◆ Goal of the exercise:
Copy the rows below word for word, but leave out the pictures.

Labeled point records
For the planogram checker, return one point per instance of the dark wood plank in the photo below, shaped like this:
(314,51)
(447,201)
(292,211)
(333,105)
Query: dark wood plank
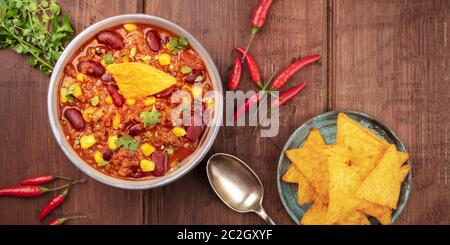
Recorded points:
(391,59)
(29,149)
(294,28)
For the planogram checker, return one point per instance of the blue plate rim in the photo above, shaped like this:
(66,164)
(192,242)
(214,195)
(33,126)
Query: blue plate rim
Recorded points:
(370,117)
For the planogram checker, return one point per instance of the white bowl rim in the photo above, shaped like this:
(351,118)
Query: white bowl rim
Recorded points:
(194,158)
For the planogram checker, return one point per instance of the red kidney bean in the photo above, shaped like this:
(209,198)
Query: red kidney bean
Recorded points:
(165,92)
(108,79)
(153,41)
(101,50)
(91,68)
(117,98)
(75,118)
(193,132)
(107,154)
(160,160)
(190,78)
(111,38)
(70,71)
(136,172)
(135,129)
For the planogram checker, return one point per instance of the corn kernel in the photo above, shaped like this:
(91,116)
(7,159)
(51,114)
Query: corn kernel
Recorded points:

◆ Exercise response:
For the planogram checker, return one point per instance of the dark wood plank in the photo below, shaped like this:
(314,51)
(447,201)
(292,211)
(333,105)
Query: dark wood plank
Recorded points:
(391,59)
(29,149)
(294,28)
For the planogram checker, return one point per instance of the blue plate rim in the photo above, shaped like this:
(66,164)
(192,242)
(214,195)
(33,126)
Query: blue plate rim
Recorded points:
(370,117)
For the planogram checker, return one point per instance of the white bowl rim in the photo above, shaped like this:
(351,118)
Query: white bowl rim
Recorded points:
(194,158)
For the planogram checker, return one point per instance of the red kidney bean in the photo above, shaped like this:
(209,198)
Query: red kidney bean
Recorded points:
(165,92)
(108,79)
(153,41)
(101,50)
(91,68)
(117,98)
(75,118)
(193,132)
(107,154)
(160,160)
(190,78)
(111,38)
(70,71)
(136,172)
(135,129)
For the planogram checker, return one point per instance of the corn kernel in the photo above, shaped like this:
(91,116)
(7,159)
(51,114)
Query: corn kernel
Recorded points:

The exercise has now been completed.